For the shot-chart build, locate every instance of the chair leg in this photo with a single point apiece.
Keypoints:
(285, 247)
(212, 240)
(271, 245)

........

▶ TASK PROMPT
Rewrite the records above as a two-column Markdown table headed No. and Text, putting each nonblank line in its own row with its sequence number.

▶ SOLUTION FOR THIS EXERCISE
| No. | Text |
|---|---|
| 1 | For the shot-chart build, locate every instance of the chair leg in this photo with a single point apiece. |
| 2 | Keypoints: |
| 3 | (285, 247) |
| 4 | (212, 240) |
| 5 | (271, 245) |